*What to work on:* Go over the data and keep only the lines that include "below".

*Records:*

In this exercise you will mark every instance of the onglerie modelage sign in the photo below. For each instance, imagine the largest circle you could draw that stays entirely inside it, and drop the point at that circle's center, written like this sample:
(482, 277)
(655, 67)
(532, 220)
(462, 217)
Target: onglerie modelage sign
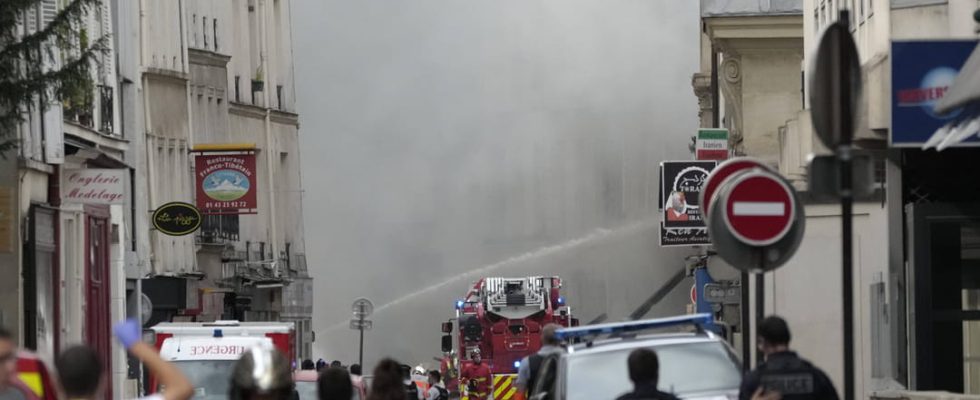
(226, 183)
(94, 186)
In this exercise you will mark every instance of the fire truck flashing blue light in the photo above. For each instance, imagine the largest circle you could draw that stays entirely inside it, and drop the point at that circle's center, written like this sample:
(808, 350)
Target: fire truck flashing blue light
(633, 326)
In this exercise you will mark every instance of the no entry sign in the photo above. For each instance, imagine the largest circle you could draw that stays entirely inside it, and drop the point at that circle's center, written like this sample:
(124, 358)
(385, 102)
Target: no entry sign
(759, 208)
(719, 175)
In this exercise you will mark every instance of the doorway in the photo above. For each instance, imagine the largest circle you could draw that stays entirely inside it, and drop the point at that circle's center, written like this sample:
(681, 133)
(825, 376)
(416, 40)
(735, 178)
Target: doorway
(943, 249)
(97, 313)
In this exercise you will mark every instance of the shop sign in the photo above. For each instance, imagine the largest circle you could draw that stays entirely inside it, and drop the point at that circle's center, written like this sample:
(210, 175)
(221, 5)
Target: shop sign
(712, 144)
(226, 183)
(922, 72)
(176, 218)
(680, 187)
(94, 186)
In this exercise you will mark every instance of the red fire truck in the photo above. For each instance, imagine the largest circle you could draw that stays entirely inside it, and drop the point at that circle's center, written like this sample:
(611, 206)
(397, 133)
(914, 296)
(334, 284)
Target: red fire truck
(502, 317)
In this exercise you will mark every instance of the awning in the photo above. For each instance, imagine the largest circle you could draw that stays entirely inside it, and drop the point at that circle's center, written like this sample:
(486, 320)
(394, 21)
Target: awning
(965, 88)
(963, 93)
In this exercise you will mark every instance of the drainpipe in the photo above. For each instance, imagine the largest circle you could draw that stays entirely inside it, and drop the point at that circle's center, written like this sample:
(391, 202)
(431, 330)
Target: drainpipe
(269, 150)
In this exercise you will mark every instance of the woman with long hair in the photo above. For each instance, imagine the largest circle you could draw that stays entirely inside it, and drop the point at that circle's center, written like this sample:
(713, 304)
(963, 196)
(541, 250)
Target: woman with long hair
(387, 383)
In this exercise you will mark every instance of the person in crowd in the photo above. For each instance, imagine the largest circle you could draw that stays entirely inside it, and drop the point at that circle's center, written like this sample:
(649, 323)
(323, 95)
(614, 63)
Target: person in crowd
(262, 373)
(334, 384)
(477, 377)
(412, 391)
(355, 375)
(528, 370)
(784, 373)
(644, 370)
(387, 383)
(11, 387)
(436, 390)
(81, 370)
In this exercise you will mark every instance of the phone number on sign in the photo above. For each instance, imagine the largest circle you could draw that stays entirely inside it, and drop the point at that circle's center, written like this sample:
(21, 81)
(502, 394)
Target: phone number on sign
(210, 205)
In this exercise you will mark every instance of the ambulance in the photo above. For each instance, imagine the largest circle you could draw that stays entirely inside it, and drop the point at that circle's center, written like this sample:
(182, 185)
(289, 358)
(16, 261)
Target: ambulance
(207, 351)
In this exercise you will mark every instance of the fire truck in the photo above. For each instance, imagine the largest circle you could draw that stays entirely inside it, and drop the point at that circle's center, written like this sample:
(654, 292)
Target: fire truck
(502, 317)
(207, 351)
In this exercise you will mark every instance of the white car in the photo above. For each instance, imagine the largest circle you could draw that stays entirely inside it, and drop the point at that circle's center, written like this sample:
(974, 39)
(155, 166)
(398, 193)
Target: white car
(693, 365)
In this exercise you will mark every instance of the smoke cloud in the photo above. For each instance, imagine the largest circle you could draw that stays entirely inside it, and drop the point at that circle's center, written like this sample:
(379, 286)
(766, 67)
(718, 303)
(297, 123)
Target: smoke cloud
(446, 140)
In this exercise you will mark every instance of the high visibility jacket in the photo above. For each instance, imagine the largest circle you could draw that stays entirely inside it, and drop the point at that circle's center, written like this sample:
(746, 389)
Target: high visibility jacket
(34, 376)
(478, 380)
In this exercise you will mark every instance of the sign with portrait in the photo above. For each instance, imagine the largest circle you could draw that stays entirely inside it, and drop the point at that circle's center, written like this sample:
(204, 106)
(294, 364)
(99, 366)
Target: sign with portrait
(226, 183)
(680, 188)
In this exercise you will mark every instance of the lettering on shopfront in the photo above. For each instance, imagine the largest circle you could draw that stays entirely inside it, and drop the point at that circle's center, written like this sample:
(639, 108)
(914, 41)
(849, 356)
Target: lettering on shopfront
(94, 186)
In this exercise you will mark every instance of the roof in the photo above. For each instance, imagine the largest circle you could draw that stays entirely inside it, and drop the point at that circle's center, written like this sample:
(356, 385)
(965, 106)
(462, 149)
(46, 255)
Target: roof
(641, 341)
(736, 8)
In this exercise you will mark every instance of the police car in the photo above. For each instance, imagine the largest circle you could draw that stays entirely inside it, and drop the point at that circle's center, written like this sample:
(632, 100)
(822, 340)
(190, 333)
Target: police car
(693, 365)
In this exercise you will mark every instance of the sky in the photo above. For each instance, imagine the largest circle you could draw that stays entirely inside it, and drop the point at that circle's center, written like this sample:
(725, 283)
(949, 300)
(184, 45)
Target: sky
(448, 140)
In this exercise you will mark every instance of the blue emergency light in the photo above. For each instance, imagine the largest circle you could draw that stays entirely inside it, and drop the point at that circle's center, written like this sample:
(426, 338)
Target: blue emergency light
(633, 326)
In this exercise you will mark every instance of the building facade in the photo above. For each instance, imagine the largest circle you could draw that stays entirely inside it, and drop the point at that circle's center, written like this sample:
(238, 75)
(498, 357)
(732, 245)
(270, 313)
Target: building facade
(77, 197)
(914, 292)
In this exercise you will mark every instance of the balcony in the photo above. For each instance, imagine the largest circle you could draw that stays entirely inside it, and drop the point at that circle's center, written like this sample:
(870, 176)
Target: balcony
(218, 229)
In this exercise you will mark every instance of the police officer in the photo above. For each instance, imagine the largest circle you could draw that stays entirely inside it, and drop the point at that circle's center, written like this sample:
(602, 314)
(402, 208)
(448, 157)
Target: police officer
(784, 373)
(262, 373)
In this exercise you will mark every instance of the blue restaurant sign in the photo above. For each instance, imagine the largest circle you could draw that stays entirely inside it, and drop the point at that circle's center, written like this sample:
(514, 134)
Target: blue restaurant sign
(922, 72)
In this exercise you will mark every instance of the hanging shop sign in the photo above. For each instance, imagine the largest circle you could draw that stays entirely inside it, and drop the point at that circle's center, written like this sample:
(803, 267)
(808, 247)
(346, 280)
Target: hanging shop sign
(93, 186)
(712, 144)
(226, 183)
(681, 183)
(176, 218)
(922, 72)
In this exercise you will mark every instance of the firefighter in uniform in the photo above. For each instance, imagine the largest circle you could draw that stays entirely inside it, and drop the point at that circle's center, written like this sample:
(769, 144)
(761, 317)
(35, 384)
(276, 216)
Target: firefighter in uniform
(477, 377)
(784, 373)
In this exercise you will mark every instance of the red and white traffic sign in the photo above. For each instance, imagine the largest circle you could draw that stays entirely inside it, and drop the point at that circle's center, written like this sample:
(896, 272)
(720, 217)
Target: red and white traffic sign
(718, 176)
(760, 207)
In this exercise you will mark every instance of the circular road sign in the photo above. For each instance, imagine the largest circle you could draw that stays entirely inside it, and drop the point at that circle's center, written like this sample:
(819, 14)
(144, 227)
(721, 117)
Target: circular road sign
(362, 307)
(741, 255)
(719, 174)
(759, 208)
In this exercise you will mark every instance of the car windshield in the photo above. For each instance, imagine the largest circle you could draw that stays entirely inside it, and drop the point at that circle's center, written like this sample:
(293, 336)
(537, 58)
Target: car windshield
(210, 378)
(308, 391)
(685, 368)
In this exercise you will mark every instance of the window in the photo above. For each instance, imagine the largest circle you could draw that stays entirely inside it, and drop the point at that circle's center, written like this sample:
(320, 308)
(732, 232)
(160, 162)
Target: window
(204, 30)
(279, 95)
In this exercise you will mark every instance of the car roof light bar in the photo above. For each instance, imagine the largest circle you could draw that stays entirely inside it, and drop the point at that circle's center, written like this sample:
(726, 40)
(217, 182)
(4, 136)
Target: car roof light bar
(632, 326)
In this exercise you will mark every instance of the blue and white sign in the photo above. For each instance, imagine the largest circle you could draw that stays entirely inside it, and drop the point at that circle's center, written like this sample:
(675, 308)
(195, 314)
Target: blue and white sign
(922, 72)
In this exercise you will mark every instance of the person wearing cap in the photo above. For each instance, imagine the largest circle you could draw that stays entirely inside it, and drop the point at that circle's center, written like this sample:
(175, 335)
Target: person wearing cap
(477, 377)
(262, 373)
(528, 370)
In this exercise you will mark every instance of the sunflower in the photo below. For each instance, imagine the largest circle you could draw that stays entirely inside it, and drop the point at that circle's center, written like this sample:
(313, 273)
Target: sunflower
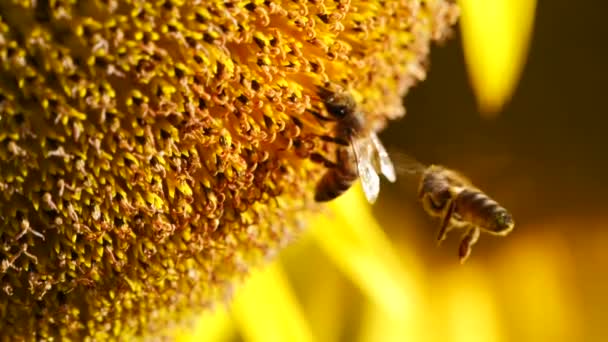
(152, 152)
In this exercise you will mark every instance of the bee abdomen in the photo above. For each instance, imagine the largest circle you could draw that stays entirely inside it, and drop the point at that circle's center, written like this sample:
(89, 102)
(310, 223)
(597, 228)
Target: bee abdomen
(477, 207)
(332, 185)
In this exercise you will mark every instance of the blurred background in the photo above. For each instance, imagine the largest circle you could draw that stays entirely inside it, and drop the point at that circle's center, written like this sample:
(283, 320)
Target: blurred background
(542, 155)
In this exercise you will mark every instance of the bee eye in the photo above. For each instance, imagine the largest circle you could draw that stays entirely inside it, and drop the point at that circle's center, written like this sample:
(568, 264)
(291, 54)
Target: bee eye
(504, 219)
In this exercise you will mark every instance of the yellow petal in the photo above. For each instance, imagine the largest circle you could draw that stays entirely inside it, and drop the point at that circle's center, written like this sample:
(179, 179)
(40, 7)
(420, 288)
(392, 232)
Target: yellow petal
(357, 245)
(495, 35)
(214, 325)
(266, 310)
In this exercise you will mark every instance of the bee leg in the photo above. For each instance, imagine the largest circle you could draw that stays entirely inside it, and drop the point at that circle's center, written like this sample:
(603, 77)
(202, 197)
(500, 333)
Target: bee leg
(320, 117)
(445, 223)
(469, 238)
(319, 158)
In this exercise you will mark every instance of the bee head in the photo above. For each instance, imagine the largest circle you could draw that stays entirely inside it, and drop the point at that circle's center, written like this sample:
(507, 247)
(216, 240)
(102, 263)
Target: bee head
(339, 104)
(504, 222)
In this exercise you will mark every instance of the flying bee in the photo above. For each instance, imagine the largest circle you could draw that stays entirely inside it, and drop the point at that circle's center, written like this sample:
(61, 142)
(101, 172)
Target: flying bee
(447, 194)
(359, 152)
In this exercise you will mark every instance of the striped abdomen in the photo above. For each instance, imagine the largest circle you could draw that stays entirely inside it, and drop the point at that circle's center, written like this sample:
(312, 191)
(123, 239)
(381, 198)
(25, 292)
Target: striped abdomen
(480, 210)
(339, 179)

*Answer section:*
In this exercise you will mark every instance of the onglerie modelage sign in the photo below. For each instance, imagine the largest circle you could draw that stays entirely inside it, and drop the point at that circle's center, written like this sample:
In this exercise you will mark every instance of the sunflower in the photo below. For each instance, imagine the largest circle you could draw that stays entirely inside it, and drop the point at that circle's center, written like this sample:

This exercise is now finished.